• **LISTED RECORDS**
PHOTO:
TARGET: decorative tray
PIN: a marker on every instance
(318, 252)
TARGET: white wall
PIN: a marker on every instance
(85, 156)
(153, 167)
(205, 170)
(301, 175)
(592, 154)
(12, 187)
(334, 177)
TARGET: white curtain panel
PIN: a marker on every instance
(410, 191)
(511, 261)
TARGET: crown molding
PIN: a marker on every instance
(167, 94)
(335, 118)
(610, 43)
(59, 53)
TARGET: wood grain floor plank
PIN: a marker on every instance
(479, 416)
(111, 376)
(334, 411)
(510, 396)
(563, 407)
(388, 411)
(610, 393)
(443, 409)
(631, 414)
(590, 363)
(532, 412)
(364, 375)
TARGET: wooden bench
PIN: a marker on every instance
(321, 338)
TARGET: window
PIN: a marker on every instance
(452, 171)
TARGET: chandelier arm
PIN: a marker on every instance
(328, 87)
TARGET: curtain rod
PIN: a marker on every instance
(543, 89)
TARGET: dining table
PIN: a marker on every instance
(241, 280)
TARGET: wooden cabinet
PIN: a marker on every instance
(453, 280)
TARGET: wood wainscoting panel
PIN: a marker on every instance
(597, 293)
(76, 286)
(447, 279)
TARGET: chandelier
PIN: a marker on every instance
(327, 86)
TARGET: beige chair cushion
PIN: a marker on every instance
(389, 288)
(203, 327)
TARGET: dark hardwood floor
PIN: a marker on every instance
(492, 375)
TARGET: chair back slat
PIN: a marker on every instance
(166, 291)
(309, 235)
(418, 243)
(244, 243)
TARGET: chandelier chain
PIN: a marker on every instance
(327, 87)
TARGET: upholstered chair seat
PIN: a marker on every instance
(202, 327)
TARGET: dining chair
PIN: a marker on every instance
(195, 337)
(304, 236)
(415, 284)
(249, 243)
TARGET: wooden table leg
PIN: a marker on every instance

• **TASK STATEMENT**
Rewrite the material above as a numbered list with one line per item, leaving out any blank lines.

• **EXPECTED ANSWER**
1. PHOTO:
2. TARGET: decorative tray
3. PIN: a marker on every instance
4. (318, 252)
5. TARGET: white wall
6. PIN: a marker on every instance
7. (85, 156)
8. (153, 167)
9. (205, 170)
10. (301, 175)
11. (592, 154)
12. (12, 187)
13. (334, 177)
14. TARGET: white curtain panel
15. PIN: a marker on every instance
16. (410, 191)
17. (511, 261)
18. TARGET: crown molding
19. PIN: a marker on every instance
20. (167, 94)
21. (335, 118)
22. (610, 43)
23. (59, 53)
24. TARGET: wood grain floor plank
25. PIN: a marker on every instance
26. (479, 416)
27. (111, 376)
28. (334, 411)
29. (510, 396)
30. (563, 407)
31. (388, 411)
32. (610, 393)
33. (443, 409)
34. (631, 414)
35. (590, 363)
36. (532, 412)
37. (364, 375)
38. TARGET: wooden bench
39. PIN: a marker on every instance
40. (321, 338)
41. TARGET: window
42. PIN: a marker on every instance
43. (452, 171)
44. TARGET: chandelier arm
45. PIN: a marker on every instance
46. (328, 87)
47. TARGET: curtain rod
48. PIN: a marker on every instance
49. (543, 89)
50. TARGET: dining table
51. PIN: a marker on every instance
52. (241, 280)
53. TARGET: wooden cabinet
54. PIN: a marker on every instance
55. (453, 280)
56. TARGET: wood wainscoting panel
57. PIN: a marker on every instance
58. (597, 293)
59. (76, 286)
60. (447, 279)
61. TARGET: chandelier
62. PIN: a marker on every instance
63. (327, 86)
64. TARGET: beige chair cushion
65. PIN: a marker on every instance
66. (389, 288)
67. (203, 327)
68. TARGET: dark hardwood floor
69. PIN: a marker on every instance
70. (492, 375)
71. TARGET: chair back slat
72. PIN: a marker on every instance
73. (166, 291)
74. (309, 235)
75. (418, 243)
76. (244, 243)
77. TARGET: chandelier chain
78. PIN: a marker on every instance
79. (327, 87)
80. TARGET: upholstered chair seat
81. PIN: a marker on every instance
82. (202, 327)
83. TARGET: dining chair
84. PIN: a marker on every instance
85. (195, 337)
86. (304, 236)
87. (415, 284)
88. (249, 243)
89. TARGET: wooden table leg
90. PIN: a marker on every instance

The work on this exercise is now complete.